WHAT IS EXPECTED. Can you write out each of the lines below word for word, leaving the pictures out?

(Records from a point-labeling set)
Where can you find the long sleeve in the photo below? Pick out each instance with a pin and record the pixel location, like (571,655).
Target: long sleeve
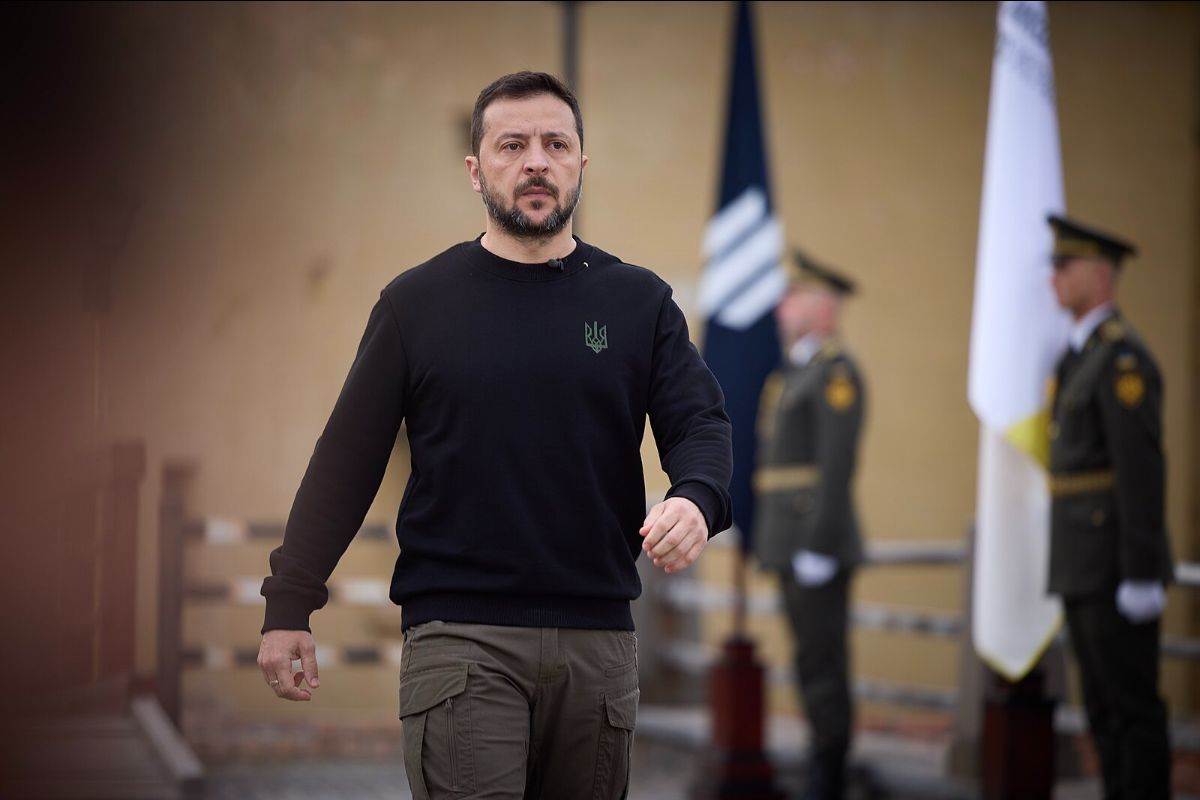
(691,429)
(342,477)
(1129,398)
(839,416)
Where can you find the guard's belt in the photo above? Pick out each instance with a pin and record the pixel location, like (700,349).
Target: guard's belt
(786,476)
(1068,483)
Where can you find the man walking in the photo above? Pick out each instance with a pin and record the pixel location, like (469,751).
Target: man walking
(525,364)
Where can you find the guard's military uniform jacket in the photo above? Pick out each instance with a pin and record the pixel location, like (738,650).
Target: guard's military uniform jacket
(1107,473)
(809,423)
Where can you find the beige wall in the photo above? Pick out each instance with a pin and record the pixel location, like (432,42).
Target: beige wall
(297,157)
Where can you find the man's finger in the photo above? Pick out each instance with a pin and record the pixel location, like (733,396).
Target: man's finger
(652,517)
(682,554)
(670,540)
(660,529)
(309,665)
(291,689)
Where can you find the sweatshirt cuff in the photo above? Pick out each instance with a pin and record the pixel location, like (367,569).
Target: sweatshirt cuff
(705,498)
(286,613)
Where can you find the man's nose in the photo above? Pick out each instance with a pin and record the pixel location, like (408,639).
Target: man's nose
(537,161)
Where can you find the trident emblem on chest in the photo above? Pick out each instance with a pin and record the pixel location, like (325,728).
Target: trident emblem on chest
(595,337)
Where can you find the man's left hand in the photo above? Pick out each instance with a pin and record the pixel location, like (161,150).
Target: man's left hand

FINISHED EXERCISE.
Where can you find the long sleeve in the photo below? Pick out each instance with a pin and record the pixel location, like (571,655).
Target: long sleeve
(691,429)
(342,477)
(1129,398)
(839,416)
Where can you find the guard's belt in the photo above? Pick out each instance with a pin and record the pixel location, like (700,349).
Target: guard's belt
(786,476)
(1068,483)
Where can you find the man walking in the photo above? Pick out each instance with a pin and record the pixel location, like (469,751).
Target: man walking
(525,364)
Where can you find the guard's military uniform jacket in the photo above? Pick out each instance with a pin and record the pixel location, like (738,650).
Target: guard's military uniform jacket
(1107,473)
(809,423)
Where can you find the beige wall in the photo above? Pick out each instance with a pin and record the pixel location, like (432,42).
Target: beige wall
(297,157)
Where can you find the man's finger in the photo above? Pick out each instance with a pin and record the pixel location, like (733,396).
Target: man's finger
(652,517)
(682,554)
(670,540)
(660,529)
(309,665)
(291,689)
Where can you find the sweatshirt cuff in the photo above? Pick out each instance with a pin and record the pixel location, like (367,569).
Target: sweatshirt cuff
(705,498)
(286,613)
Where can you find the man's nose in the photo above? Pick out each instance with a pin and record the pixel location, like (408,639).
Target: man's nose
(537,161)
Where can you find the trident emblem on chest in the photo above? Pick out each instance with a pin and record the pixel location, like (325,728).
Target: trident emblem on chest
(595,337)
Where can you find the man's left hand in the photo above? Pick out each instance with a pin and record the pixel location, like (161,150).
Target: man's left hand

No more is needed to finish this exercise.